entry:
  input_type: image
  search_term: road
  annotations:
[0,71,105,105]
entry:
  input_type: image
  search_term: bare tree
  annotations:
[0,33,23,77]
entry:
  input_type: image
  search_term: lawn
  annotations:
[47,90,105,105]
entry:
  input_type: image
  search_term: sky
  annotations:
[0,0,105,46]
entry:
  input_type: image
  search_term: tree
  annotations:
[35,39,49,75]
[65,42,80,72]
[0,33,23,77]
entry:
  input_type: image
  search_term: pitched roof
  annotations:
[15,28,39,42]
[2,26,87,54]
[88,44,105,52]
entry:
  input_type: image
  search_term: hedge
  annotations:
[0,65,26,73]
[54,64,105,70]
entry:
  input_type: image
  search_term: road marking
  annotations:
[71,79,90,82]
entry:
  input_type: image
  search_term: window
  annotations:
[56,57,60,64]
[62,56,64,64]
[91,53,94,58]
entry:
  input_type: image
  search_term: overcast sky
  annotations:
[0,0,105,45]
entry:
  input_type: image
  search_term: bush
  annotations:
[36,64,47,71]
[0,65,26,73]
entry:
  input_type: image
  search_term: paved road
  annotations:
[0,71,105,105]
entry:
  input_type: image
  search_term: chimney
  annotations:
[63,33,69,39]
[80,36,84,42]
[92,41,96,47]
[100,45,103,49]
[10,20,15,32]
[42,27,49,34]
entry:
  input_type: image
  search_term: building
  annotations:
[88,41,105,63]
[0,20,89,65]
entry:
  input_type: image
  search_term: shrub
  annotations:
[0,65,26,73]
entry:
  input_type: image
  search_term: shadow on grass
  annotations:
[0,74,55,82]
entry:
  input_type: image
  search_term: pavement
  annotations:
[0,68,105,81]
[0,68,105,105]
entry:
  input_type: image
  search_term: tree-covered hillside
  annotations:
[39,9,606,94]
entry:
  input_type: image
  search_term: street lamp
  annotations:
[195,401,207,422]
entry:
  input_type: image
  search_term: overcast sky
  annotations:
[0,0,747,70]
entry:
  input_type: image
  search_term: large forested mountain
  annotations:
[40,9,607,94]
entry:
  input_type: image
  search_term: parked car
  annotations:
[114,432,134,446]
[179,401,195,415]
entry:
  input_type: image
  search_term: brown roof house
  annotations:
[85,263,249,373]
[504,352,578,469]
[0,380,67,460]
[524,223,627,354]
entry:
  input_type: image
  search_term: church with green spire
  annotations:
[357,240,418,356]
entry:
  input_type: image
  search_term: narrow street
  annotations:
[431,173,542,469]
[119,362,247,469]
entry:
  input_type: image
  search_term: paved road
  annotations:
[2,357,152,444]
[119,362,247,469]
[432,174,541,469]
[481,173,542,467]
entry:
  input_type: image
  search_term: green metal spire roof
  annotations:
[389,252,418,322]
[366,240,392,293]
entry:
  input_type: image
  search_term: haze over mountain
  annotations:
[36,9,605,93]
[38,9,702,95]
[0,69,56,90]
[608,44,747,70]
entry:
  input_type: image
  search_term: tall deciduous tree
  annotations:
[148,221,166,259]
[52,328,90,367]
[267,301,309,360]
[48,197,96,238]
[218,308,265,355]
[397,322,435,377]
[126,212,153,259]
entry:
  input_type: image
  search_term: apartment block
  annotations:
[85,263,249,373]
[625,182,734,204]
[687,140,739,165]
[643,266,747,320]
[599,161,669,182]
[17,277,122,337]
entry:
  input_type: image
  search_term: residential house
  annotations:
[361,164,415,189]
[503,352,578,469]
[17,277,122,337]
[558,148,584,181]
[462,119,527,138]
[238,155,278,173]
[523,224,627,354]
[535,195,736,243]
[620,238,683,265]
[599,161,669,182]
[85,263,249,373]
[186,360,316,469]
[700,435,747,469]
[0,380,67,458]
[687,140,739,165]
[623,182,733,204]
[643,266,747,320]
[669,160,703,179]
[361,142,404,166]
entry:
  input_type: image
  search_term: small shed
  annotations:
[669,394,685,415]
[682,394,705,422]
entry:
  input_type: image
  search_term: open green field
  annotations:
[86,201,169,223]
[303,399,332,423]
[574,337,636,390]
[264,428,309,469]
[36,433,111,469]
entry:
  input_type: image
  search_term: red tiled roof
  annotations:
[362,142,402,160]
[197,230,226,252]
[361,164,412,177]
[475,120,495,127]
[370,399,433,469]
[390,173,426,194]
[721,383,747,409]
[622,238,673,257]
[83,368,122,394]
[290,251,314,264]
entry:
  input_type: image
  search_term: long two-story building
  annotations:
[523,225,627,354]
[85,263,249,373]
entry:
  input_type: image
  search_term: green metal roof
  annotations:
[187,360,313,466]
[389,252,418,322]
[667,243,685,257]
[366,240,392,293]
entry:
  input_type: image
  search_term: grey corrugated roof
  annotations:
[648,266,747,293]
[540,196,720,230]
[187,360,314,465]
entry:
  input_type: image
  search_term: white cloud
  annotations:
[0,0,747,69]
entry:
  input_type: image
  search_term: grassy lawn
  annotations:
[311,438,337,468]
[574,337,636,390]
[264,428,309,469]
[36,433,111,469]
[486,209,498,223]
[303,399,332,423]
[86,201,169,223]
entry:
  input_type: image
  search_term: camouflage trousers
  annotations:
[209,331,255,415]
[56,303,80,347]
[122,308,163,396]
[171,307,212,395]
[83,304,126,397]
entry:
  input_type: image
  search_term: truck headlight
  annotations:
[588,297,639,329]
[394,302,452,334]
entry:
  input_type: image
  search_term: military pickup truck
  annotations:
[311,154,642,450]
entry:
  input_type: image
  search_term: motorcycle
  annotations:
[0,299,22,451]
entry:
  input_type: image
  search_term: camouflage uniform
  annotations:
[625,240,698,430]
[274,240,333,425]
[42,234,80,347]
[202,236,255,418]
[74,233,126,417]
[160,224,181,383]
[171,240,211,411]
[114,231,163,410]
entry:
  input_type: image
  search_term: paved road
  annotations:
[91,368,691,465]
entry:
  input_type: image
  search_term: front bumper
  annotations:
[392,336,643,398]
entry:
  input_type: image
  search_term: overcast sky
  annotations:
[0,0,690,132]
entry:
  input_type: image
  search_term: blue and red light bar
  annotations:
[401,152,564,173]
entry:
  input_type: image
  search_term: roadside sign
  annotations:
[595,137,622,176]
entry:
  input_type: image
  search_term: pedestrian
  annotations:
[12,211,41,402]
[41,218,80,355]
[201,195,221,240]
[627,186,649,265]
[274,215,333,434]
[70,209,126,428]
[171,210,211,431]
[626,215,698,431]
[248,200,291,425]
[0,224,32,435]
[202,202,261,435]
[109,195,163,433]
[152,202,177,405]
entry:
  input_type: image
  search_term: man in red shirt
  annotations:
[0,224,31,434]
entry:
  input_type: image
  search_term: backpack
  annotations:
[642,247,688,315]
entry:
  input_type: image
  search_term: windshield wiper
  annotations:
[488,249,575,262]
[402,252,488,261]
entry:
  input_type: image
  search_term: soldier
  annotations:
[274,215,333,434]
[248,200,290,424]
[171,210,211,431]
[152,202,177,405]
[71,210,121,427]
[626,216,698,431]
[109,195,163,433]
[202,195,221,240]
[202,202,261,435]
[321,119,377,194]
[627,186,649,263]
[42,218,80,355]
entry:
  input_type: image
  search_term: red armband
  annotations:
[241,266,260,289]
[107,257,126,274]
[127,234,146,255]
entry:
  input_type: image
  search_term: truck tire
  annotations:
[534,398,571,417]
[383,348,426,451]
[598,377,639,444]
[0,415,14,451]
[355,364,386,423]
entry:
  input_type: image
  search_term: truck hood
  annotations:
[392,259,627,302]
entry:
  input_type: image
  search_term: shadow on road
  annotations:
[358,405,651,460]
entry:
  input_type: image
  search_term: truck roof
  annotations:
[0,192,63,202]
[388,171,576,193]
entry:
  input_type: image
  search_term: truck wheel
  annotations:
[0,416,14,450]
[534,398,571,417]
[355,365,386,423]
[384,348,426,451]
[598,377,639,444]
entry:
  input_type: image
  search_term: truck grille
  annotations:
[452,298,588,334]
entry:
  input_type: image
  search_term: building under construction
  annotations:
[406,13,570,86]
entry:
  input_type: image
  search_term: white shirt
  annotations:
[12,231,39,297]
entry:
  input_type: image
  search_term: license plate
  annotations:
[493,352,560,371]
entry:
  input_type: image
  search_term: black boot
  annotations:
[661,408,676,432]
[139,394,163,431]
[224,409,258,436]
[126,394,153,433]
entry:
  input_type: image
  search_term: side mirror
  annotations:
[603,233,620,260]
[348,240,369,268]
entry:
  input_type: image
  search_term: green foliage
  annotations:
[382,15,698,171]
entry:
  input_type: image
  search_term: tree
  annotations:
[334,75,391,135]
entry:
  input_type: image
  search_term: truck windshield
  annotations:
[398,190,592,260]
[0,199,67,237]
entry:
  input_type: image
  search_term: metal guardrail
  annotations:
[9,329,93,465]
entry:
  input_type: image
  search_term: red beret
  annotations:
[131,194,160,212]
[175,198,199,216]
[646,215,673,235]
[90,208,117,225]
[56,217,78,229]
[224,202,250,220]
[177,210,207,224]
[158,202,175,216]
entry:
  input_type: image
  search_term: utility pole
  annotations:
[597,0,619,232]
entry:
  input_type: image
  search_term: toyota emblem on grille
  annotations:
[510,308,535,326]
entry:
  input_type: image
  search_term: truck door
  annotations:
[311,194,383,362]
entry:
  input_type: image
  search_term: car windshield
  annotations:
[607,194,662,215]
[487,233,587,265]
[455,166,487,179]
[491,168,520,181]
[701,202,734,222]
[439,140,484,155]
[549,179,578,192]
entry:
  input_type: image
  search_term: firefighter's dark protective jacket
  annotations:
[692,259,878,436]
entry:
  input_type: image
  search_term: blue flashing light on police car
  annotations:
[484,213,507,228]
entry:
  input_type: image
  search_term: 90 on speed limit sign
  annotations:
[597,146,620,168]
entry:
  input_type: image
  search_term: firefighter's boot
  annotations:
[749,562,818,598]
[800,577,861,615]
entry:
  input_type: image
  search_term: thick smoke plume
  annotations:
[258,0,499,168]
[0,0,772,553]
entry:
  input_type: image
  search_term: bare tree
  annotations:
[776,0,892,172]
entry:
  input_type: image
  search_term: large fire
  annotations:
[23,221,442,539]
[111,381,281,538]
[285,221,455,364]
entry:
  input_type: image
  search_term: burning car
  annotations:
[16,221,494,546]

▶ [Required work] Please extract every line from the start of the listing through the line containing "[0,0,105,46]", copying each one without any change.

▶ [Exercise output]
entry:
  input_type: image
  search_term: road
  annotations:
[0,71,105,105]
entry:
  input_type: image
  search_term: bare tree
  annotations:
[0,33,23,77]
entry:
  input_type: image
  search_term: lawn
  annotations:
[47,90,105,105]
entry:
  input_type: image
  search_term: sky
  annotations:
[0,0,105,46]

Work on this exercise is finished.